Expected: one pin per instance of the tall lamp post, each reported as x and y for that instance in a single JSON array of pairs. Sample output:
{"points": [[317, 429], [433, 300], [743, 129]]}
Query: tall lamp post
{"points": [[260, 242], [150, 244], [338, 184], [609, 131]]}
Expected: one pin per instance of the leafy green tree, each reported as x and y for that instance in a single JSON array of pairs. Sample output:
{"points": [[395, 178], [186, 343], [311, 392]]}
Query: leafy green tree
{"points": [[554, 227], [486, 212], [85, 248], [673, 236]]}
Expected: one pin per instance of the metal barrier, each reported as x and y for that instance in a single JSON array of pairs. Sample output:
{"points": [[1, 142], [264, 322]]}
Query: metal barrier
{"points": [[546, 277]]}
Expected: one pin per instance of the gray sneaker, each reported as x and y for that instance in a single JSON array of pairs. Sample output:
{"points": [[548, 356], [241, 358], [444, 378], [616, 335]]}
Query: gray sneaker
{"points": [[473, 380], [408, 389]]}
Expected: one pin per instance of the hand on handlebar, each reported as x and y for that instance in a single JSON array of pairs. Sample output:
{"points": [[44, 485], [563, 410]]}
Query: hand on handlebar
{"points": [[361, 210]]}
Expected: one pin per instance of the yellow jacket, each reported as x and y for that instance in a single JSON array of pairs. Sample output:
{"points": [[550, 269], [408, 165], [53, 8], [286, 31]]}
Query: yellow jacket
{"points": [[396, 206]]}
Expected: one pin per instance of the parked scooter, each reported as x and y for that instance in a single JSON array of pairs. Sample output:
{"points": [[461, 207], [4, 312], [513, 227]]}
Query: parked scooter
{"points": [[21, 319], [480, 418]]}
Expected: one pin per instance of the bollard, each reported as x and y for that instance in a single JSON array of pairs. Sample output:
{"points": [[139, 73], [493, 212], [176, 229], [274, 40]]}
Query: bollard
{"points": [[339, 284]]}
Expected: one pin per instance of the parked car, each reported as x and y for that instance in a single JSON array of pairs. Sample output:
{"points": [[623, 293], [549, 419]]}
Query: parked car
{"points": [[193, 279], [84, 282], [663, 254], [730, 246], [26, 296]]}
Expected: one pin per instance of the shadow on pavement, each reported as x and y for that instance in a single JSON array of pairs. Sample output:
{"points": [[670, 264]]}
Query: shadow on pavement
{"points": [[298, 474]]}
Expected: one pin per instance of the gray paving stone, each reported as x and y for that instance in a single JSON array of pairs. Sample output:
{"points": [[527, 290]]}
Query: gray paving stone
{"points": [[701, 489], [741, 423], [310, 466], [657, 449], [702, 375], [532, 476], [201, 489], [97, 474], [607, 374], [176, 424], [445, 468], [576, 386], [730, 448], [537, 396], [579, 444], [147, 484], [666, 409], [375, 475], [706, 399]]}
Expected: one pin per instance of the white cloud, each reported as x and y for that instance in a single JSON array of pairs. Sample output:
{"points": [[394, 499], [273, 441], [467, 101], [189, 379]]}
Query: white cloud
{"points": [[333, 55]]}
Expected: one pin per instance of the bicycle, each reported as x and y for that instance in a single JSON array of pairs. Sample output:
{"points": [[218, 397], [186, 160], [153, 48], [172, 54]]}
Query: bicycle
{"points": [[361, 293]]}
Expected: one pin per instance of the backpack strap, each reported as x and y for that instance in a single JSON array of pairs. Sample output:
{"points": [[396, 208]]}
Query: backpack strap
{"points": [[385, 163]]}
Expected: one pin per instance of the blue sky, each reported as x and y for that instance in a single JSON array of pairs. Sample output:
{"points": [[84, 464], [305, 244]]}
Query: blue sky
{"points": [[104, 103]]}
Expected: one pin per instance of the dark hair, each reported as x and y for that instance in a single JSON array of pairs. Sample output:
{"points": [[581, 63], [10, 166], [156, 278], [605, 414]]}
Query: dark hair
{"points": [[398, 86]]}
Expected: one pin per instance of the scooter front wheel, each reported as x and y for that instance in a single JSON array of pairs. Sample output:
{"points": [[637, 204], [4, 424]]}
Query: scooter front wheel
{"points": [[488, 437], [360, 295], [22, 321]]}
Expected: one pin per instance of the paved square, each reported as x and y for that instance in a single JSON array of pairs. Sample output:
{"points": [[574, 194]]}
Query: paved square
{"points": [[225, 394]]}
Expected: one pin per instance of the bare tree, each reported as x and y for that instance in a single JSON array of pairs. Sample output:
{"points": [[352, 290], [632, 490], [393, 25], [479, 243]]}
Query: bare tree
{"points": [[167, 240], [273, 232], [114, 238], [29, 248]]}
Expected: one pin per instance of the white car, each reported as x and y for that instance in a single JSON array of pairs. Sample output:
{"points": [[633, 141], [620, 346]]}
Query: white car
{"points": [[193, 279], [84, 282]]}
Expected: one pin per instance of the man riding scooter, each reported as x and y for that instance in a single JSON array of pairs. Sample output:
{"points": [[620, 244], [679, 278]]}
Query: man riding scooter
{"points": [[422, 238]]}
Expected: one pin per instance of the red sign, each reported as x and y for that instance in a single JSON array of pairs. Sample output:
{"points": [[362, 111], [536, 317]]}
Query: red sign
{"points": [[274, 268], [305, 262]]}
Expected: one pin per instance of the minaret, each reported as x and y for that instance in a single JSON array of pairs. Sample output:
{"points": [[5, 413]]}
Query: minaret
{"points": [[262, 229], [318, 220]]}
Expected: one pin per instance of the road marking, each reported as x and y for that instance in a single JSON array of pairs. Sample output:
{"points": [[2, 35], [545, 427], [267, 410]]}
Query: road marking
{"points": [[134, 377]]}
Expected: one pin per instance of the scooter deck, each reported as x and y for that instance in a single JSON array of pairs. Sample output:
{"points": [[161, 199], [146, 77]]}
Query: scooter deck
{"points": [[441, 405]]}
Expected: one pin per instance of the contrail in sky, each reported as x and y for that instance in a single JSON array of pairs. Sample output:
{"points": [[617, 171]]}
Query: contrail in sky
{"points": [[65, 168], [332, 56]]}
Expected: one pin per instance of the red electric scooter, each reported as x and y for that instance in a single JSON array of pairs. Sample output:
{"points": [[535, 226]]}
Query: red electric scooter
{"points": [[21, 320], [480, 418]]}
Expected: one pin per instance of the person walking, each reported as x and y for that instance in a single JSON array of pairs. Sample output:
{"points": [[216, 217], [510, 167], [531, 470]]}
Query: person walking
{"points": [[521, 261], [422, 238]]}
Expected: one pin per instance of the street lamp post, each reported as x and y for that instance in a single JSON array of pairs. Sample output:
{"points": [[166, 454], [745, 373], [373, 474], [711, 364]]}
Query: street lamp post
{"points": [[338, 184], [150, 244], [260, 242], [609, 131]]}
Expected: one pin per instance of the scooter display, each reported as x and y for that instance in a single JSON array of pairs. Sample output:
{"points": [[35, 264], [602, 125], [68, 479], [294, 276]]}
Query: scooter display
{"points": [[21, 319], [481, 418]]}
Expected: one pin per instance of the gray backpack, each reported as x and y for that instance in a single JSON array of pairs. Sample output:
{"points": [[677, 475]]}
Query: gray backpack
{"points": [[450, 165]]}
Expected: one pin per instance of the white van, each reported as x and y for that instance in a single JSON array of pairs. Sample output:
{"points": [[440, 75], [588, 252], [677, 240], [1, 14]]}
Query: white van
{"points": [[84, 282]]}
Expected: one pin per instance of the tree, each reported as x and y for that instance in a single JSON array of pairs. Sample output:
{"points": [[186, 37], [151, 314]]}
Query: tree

——

Consigne:
Recopiez ces lignes en changeant chaque occurrence de "Sample output" en "Example output", sans rien modifier d'autre.

Réponse:
Expected: one pin per instance of the tall lamp post, each reported as x and y for that instance in a single JSON array of pairs. Example output:
{"points": [[317, 429], [433, 300], [743, 129]]}
Query: tall lamp post
{"points": [[260, 242], [150, 244], [338, 184], [609, 131]]}
Expected: one pin per instance of the leafy green tree, each reported as x and y for that instance in a single JSON array of pairs. Example output:
{"points": [[395, 178], [186, 343], [311, 392]]}
Query: leafy green tree
{"points": [[554, 227], [486, 212], [85, 248], [673, 236]]}
Expected: one pin per instance of the metal barrier, each reported as x and y for that instance in a single JSON array of pairs. Example output:
{"points": [[1, 142], [264, 322]]}
Query: metal barrier
{"points": [[546, 277]]}
Expected: one pin per instance of the gray sneaker, each reported as x and y for that instance in a single JSON array of pairs. Example output:
{"points": [[548, 356], [241, 358], [444, 378], [616, 335]]}
Query: gray sneaker
{"points": [[473, 380], [408, 389]]}
Expected: one pin per instance of the hand on handlebar, each reported as x and y for that instance in a single JSON array of pairs. Example output:
{"points": [[44, 485], [563, 410]]}
Query: hand on handlebar
{"points": [[361, 210]]}
Expected: one pin per instance of the yellow jacket, each reported as x and y for that instance in a single JSON array of pairs. Example output:
{"points": [[550, 269], [408, 165], [53, 8], [286, 31]]}
Query: yellow jacket
{"points": [[396, 206]]}
Expected: one pin per instance of the parked scooter, each reported as x and y for that instance in a single JSON array of pairs. Example output:
{"points": [[461, 207], [4, 312], [513, 227]]}
Query: parked scooter
{"points": [[21, 319], [480, 418]]}
Expected: one pin per instance of the bollard, each reported as x and y for that instance in a single JSON array of pairs. Example output:
{"points": [[139, 73], [493, 212], [176, 229], [274, 40]]}
Query: bollard
{"points": [[339, 284]]}
Expected: one pin per instance of the parked car, each reported as x and y for that instance in a single JSON array of pairs. Example output:
{"points": [[623, 293], [549, 419]]}
Query: parked car
{"points": [[193, 279], [84, 282], [663, 254], [730, 246], [26, 296]]}
Expected: one pin per instance of the shadow on pavement, each reported as x and y for that instance in a single JSON array of pairs. Example output:
{"points": [[670, 264]]}
Query: shadow on pavement
{"points": [[298, 474]]}
Expected: one pin per instance of the gray paving stone, each reported as x and y for that instance in a single JSON array of pairs. Example output:
{"points": [[527, 290]]}
Query: gray paving stone
{"points": [[701, 489], [741, 423], [310, 466], [657, 449], [702, 375], [532, 476], [201, 489], [97, 474], [607, 374], [176, 424], [445, 468], [576, 386], [730, 448], [537, 396], [579, 444], [147, 484], [666, 409], [375, 475], [706, 399]]}
Expected: one pin per instance of the white cloud, each reported as x and y for that instance in a single JSON array of pairs. Example output:
{"points": [[394, 499], [273, 441], [467, 101], [189, 379]]}
Query: white cloud
{"points": [[333, 55]]}
Expected: one pin per instance of the bicycle, each reported as x and y for that instance in a single JSON array of pairs. Example output:
{"points": [[218, 397], [186, 160], [153, 48], [172, 54]]}
Query: bicycle
{"points": [[361, 293]]}
Expected: one pin per instance of the backpack strap, each reported as x and y for that instance in a single JSON array of pairs. Example output:
{"points": [[396, 208]]}
Query: backpack strap
{"points": [[385, 163]]}
Expected: one pin per instance of the blue sky, each reported as x and y for that instance in a single JSON array of pairs. Example output:
{"points": [[84, 464], [305, 244]]}
Query: blue sky
{"points": [[104, 103]]}
Expected: one pin per instance of the dark hair, each reported as x and y for that instance in a single JSON array of pairs. Example output:
{"points": [[581, 63], [10, 166], [156, 278], [605, 414]]}
Query: dark hair
{"points": [[398, 86]]}
Expected: one pin per instance of the scooter front wheel, each reported as x and y for that instance in a single JSON array of pairs. Example output:
{"points": [[637, 204], [4, 424]]}
Query: scooter front wheel
{"points": [[488, 437], [360, 295], [22, 321]]}
Expected: one pin per instance of the paved square, each reported as x and y for that instance in a single JSON array of pairs. Example output:
{"points": [[574, 194]]}
Query: paved square
{"points": [[225, 394]]}
Expected: one pin per instance of the bare tree, each reported as x and y for that instance in a single JSON array of pairs. Example output:
{"points": [[352, 290], [632, 490], [393, 25], [479, 243]]}
Query: bare tree
{"points": [[167, 240], [273, 232], [114, 238], [29, 248]]}
Expected: one pin per instance of the white car, each reported as x and y for that instance in a single JSON array of pairs. Example output:
{"points": [[633, 141], [620, 346]]}
Query: white car
{"points": [[193, 279], [84, 282]]}
Expected: one pin per instance of the man riding scooter, each reported as x and y for that instance in a single JSON array of pairs. Example output:
{"points": [[620, 244], [679, 278]]}
Query: man riding scooter
{"points": [[422, 238]]}
Expected: one pin per instance of the red sign, each reported as x and y for that instance in a single JSON array of pairs. Example output:
{"points": [[362, 111], [536, 317]]}
Query: red sign
{"points": [[274, 268], [305, 262]]}
Expected: one pin per instance of the minaret, each reported as x and y for that instance in a single JSON array of pairs. Example output:
{"points": [[5, 413]]}
Query: minaret
{"points": [[262, 229], [318, 220]]}
Expected: one pin per instance of the road marking, each reported as x and y for that instance in a single JSON array of pairs. Example output:
{"points": [[2, 35], [545, 427], [267, 410]]}
Query: road marking
{"points": [[134, 377]]}
Expected: one pin per instance of the scooter deck, each reported as x and y for that instance in a single JSON array of pairs. Example output:
{"points": [[161, 199], [146, 77]]}
Query: scooter deck
{"points": [[441, 405]]}
Expected: one pin per instance of the contrail in sky, each reported as x and y for that instance in a single JSON array of pairs. Example output:
{"points": [[617, 171]]}
Query: contrail in sky
{"points": [[65, 168], [332, 56]]}
Expected: one pin per instance of the red electric scooter, each reported as x and y for that instance in a single JSON array of pairs. Example output:
{"points": [[535, 226]]}
Query: red electric scooter
{"points": [[21, 320], [480, 418]]}
Expected: one pin per instance of the person walking, each reported as x and y for that instance in a single JSON array of pairs. Example output:
{"points": [[216, 217], [510, 167], [531, 470]]}
Query: person walking
{"points": [[521, 261], [422, 238]]}
Expected: one pin per instance of the street lamp post, each reported as x and y for that instance in a single JSON array of pairs. Example output:
{"points": [[166, 454], [745, 373], [373, 474], [711, 364]]}
Query: street lamp post
{"points": [[338, 184], [150, 244], [260, 242], [609, 131]]}
Expected: one pin per instance of the scooter display, each reported as x and y for that instance in a single JSON array of pairs. Example output:
{"points": [[35, 264], [602, 125], [68, 479], [294, 276]]}
Query: scooter display
{"points": [[21, 319], [481, 418]]}
Expected: one pin per instance of the gray backpack, each reported as x and y for that instance in a single JSON array of pairs. Example output:
{"points": [[677, 475]]}
Query: gray backpack
{"points": [[450, 165]]}
Expected: one pin per instance of the white van, each reported as x and y for that instance in a single JSON array of pairs. Example output:
{"points": [[440, 75], [588, 252], [677, 240], [1, 14]]}
Query: white van
{"points": [[84, 282]]}
Expected: one pin per instance of the tree, each reported as x and y for that instance in a single JSON array of pairs. Example output:
{"points": [[186, 37], [151, 314]]}
Query: tree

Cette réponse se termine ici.